» **Problem**:
Each entry in the block below needs to be copied out exactly.

Stored items:

########

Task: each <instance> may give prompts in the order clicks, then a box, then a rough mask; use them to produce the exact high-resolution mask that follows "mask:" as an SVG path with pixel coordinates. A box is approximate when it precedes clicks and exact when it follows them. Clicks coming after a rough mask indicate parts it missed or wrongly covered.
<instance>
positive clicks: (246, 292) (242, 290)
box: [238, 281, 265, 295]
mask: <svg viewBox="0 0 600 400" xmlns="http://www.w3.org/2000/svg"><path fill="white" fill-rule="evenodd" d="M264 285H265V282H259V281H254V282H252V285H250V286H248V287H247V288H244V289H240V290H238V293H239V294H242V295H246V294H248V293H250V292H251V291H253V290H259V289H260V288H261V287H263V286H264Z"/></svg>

########

» **Solution**:
Task: each <instance> may give prompts in the order clicks, then a box, then a rough mask; use them to produce the exact high-resolution mask that follows "mask:" as an SVG path with pixel coordinates. A box is approximate when it precedes clicks and exact when it follows them. Clicks coming after a rough mask indicate parts it missed or wrongly covered.
<instance>
positive clicks: (246, 292) (242, 290)
box: [238, 281, 265, 295]
mask: <svg viewBox="0 0 600 400" xmlns="http://www.w3.org/2000/svg"><path fill="white" fill-rule="evenodd" d="M264 285H265V282H259V281H254V282H252V285H250V286H248V287H247V288H244V289H240V290H238V293H239V294H242V295H246V294H248V293H250V292H251V291H253V290H259V289H260V288H261V287H263V286H264Z"/></svg>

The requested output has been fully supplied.